PROBLEMS TO SOLVE:
1. List the flavorings that the passage says were added to the softened onion.
2. According to the passage, who named the sunflower "Ernest"?
3. Reproduce the passage beginning at the sentence that has "Next I thought" and stopping after "next year’s crop.", with "Walnuts" in place of "Almonds".

PASSAGE:
═══

For flavourings I used about a teaspoon each of fennel seeds, dried sage and one large garlic clove chopped.

Whenever I can I add turmeric to dishes because it is so good for you and adds colour.

I added these to the softened onion along with 1 tsp of turmeric.  I wanted to use preserved lemon so decided this dish would lean towards the middle east in flavour.

You could use red peppers instead of corn to give colour and something sweet. You can also just use canned corn kernels.

I had one corn cob left and knew this would make my scallopini attractive to Beau who loves corn. I cut the cobs from the uncooked cobs by sliding a knife down where the corn meets the husk. There were quite a few stringy fibres that I plucked out before adding to the spiced onion mix. Instead of corn you could use red peppers and a chilli if you want to add some heat.


Next I thought about adding some nuts.  Almonds would be a delicious addition but on this occasion I  use seeds – 1/4 cup of sunflower seeds in recognition of the great display we have of sunflowers at our gardens.

Sarah who planted all the sunflowers named this particular sunflower “Ernest”..because he stood the tall and proud delaying flowering until the week of the Auckland Heroic Garden tours when our community garden was on show. Ernest has been selected as the seed provider for next year’s crop.

═══

Referring expression data:

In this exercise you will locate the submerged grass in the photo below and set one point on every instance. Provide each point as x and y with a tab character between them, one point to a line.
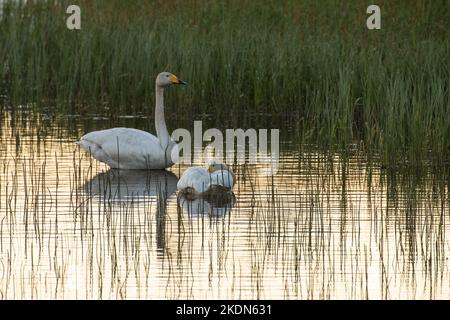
247	63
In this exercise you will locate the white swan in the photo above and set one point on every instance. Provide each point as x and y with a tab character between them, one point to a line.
204	180
127	148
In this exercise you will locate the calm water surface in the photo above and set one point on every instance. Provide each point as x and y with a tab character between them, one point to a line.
322	228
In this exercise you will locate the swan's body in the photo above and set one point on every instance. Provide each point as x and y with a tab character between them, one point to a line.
204	180
128	148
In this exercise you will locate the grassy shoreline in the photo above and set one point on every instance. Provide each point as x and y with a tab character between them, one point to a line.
316	63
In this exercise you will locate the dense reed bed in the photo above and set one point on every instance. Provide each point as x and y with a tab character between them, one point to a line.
248	63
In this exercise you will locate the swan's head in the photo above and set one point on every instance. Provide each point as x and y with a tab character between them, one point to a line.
165	79
214	165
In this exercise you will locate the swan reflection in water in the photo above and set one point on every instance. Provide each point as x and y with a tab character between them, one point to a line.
118	186
124	185
214	205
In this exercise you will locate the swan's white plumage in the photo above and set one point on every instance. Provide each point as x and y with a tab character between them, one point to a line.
201	180
128	148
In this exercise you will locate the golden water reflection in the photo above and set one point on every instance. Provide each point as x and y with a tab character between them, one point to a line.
321	228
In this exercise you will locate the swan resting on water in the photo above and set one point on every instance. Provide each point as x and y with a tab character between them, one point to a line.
215	178
127	148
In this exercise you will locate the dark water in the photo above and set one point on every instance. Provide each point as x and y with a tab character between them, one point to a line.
322	228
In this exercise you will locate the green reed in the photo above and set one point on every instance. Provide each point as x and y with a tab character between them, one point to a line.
312	65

═══

ANSWERS TO THIS EXERCISE:
1. fennel seeds, dried sage, chopped garlic clove, turmeric

2. Sarah, who planted all the sunflowers.

3.
Next I thought about adding some nuts.  Walnuts would be a delicious addition but on this occasion I  use seeds – 1/4 cup of sunflower seeds in recognition of the great display we have of sunflowers at our gardens.

Sarah who planted all the sunflowers named this particular sunflower “Ernest”..because he stood the tall and proud delaying flowering until the week of the Auckland Heroic Garden tours when our community garden was on show. Ernest has been selected as the seed provider for next year’s crop.